**PROBLEM DESCRIPTION**
List each line in the listing below that contains the word "from".

**PROVIDED RECORDS**

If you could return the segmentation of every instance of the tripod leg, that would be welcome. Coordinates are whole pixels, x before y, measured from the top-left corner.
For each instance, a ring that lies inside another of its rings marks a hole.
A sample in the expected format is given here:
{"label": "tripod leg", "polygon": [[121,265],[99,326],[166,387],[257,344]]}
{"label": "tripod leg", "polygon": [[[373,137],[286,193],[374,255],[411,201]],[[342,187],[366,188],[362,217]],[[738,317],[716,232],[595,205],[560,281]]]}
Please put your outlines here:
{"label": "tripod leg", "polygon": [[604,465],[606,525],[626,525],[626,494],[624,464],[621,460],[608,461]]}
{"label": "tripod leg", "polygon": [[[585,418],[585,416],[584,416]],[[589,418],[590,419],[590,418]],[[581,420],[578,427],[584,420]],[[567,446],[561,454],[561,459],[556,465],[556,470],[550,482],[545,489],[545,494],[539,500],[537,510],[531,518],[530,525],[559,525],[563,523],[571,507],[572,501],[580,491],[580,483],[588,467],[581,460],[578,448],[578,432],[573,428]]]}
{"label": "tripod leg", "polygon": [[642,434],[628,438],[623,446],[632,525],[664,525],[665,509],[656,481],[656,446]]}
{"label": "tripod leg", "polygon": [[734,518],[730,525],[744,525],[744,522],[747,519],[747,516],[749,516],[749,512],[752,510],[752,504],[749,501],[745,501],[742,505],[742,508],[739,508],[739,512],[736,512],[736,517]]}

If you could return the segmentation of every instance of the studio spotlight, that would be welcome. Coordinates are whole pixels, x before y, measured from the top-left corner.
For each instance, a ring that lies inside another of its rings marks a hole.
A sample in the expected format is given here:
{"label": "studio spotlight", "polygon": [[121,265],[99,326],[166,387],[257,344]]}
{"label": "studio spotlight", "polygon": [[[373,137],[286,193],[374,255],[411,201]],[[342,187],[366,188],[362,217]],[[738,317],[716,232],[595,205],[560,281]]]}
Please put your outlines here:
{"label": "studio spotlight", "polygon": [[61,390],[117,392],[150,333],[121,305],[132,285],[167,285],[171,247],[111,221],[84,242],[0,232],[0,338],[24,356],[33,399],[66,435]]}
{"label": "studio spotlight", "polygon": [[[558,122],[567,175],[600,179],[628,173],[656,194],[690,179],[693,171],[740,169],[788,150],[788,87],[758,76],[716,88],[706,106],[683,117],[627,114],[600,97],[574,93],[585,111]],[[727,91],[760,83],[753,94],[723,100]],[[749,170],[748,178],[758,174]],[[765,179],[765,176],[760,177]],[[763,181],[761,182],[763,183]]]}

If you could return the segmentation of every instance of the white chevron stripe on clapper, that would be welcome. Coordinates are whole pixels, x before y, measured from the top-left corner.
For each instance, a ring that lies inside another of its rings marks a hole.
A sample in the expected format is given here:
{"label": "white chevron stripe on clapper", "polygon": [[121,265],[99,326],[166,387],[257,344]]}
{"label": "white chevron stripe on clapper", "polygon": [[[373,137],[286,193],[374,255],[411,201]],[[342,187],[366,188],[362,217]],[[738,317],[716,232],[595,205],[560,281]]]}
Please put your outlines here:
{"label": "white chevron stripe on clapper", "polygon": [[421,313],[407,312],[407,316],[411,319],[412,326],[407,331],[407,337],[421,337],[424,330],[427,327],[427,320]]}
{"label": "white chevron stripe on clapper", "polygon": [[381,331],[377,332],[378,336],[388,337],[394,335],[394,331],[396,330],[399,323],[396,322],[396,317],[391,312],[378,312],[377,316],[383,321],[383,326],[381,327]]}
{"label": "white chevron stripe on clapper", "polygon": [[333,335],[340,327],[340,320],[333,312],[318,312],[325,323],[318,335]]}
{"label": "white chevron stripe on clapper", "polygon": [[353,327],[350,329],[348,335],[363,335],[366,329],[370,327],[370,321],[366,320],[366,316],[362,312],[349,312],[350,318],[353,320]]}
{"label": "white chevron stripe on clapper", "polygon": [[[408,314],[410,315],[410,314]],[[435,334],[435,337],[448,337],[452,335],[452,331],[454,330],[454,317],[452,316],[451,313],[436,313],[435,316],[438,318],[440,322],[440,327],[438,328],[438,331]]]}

**SOLUTION FOR THIS EXERCISE**
If you could return the segmentation of every instance of the tripod leg, that would be welcome. Coordinates are whole pixels, x before y, measured from the top-left corner.
If you could return the segmentation of every instance of the studio spotlight, that would be welcome. Coordinates are whole pixels, x before y, measured from the top-left corner.
If you could return the segmentation of every instance of the white chevron stripe on clapper, that would be welcome. Coordinates are whole pixels, x before y, measured from the top-left corner.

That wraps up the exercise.